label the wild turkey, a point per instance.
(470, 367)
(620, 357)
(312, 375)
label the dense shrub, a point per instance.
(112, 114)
====================
Give all the records again. Match them exactly.

Answer space
label the wild turkey, a point per instance.
(470, 367)
(620, 357)
(312, 375)
label the dense shrub, a point per instance.
(112, 114)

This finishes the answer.